__Task__
Rewrite only the rows from the line containing "Every instance of the sunglasses" through the line containing "x=214, y=382", both included and requests kept, scaling every x and y coordinate in the answers by 2.5 and rounding to whole numbers with halves going up. Leave the requests and their format samples unchanged.

--

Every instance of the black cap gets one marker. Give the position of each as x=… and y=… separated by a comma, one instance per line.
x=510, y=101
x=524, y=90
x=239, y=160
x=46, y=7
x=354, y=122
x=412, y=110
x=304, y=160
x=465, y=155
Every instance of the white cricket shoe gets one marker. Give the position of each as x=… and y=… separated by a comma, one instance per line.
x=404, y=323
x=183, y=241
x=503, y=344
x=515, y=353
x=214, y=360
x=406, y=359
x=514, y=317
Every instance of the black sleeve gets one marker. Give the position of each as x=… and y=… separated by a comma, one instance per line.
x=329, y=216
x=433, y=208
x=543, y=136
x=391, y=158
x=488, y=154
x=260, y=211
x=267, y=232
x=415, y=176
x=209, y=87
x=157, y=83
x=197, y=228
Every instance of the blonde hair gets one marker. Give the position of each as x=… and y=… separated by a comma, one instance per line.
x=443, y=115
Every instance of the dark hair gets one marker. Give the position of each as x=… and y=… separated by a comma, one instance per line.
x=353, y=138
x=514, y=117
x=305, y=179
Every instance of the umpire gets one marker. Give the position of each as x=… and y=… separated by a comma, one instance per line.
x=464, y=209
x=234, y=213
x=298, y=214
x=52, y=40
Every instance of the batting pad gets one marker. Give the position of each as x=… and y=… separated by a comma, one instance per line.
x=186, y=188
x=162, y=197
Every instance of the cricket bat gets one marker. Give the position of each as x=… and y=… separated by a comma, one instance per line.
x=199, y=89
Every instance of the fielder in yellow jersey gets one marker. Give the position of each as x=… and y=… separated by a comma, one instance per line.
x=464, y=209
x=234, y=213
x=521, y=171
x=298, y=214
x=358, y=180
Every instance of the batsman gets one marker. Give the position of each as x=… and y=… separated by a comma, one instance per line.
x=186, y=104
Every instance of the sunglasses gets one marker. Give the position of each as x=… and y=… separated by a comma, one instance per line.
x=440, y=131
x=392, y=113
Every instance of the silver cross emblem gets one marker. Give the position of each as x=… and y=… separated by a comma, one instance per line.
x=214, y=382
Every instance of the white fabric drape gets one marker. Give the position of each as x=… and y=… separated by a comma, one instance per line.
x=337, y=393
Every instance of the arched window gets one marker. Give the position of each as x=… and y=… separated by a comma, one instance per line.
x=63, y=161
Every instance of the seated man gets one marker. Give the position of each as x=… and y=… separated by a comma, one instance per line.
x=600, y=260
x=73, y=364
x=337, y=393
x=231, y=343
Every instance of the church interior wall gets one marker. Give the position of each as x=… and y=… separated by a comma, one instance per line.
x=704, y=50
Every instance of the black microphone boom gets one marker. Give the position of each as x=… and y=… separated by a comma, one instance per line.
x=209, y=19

--

__Full output__
Every instance of the sunglasses gets one marker. Give the position of each as x=… and y=… separated by a comma, one instance per line.
x=1100, y=328
x=980, y=283
Every instance of the silver cross emblem gets one marker. Give the position of each as x=… and y=… separated by a comma, one instance per line.
x=535, y=955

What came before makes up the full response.